= REQUIRED WORK =
A faithful transcript of every entry is required; pictures do not belong in it.

(Point localization data)
↓

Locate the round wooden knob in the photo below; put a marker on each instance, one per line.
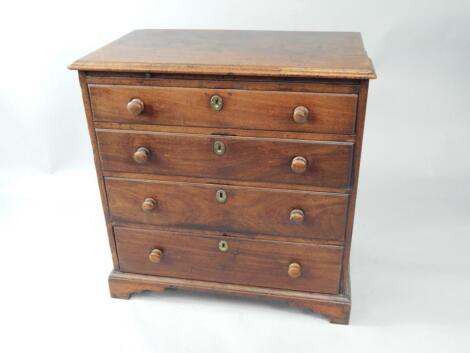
(300, 114)
(135, 106)
(155, 255)
(149, 204)
(294, 270)
(299, 165)
(297, 216)
(142, 155)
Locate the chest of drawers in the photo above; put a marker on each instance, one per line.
(228, 161)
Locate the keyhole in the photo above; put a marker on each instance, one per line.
(221, 196)
(219, 148)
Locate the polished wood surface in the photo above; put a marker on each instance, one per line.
(258, 53)
(228, 161)
(333, 306)
(260, 110)
(245, 210)
(247, 159)
(252, 262)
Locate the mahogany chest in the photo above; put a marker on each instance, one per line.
(228, 161)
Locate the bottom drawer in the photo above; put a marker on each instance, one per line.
(273, 264)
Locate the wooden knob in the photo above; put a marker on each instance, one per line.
(294, 270)
(135, 106)
(300, 114)
(141, 155)
(297, 216)
(149, 204)
(155, 255)
(299, 165)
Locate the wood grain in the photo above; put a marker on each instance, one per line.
(257, 53)
(246, 210)
(336, 307)
(242, 109)
(250, 262)
(248, 159)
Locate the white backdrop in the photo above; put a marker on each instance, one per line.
(410, 263)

↑

= ANSWER TO THIS TASK =
Locate the round wooden knob in the photo below; put a marker on each instance, one per line.
(300, 114)
(135, 106)
(155, 255)
(149, 204)
(294, 270)
(299, 165)
(297, 216)
(142, 155)
Locate the chest of drawers in the photo above; put a marker on each instance, one per line.
(228, 161)
Locate the keyhole in the photo above; put a marker on each instance, one per line.
(221, 196)
(219, 148)
Locate the polished wood surface in the photo above; put a marker on each instance, one per line.
(258, 53)
(228, 161)
(333, 306)
(260, 110)
(245, 210)
(247, 159)
(252, 262)
Locate the mahogany chest in the photo above; put a marker on each instance, one per line.
(228, 161)
Locate the bottom drawer in the photo above; put a marker on each instance, one per line.
(273, 264)
Locate the wooden knob in the photo above; put a marker on each instance, one per line.
(294, 270)
(135, 106)
(300, 114)
(141, 155)
(297, 216)
(149, 204)
(155, 255)
(299, 165)
Locate the wood grain in the photo above; put a marker on each instance, one per line.
(257, 53)
(246, 210)
(336, 307)
(242, 109)
(250, 262)
(248, 159)
Locate the white backdrop in the photo above; put a marker on each instance, one per line.
(410, 263)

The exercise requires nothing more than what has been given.